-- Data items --
--
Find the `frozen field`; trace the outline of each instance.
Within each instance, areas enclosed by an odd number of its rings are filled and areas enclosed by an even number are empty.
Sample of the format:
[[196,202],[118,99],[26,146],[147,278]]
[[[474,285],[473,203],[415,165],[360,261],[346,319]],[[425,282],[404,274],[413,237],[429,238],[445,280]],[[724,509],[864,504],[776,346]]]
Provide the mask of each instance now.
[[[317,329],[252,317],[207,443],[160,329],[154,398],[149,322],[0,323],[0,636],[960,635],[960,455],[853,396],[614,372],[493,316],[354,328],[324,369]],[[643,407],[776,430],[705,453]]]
--
-- TASK REQUIREMENTS --
Go through the entries and restate each one exactly.

-- RESULT OF THE EXERCISE --
Find the `frozen field`; trace the outline of each instance.
Within each instance, areas enclosed by an odd number of its rings are filled and areas enclosed by an even number are empty.
Sample of the format:
[[196,202],[118,99],[26,146],[147,278]]
[[[474,285],[473,203],[415,165],[360,261],[346,319]],[[425,282],[404,274],[413,237],[429,238],[445,280]],[[724,509],[864,504],[776,346]]]
Provide the mask of each instance now.
[[[317,329],[252,317],[207,443],[160,329],[154,398],[149,322],[0,323],[0,636],[960,635],[960,455],[853,396],[614,372],[493,316],[354,328],[324,369]],[[643,407],[776,430],[705,453]]]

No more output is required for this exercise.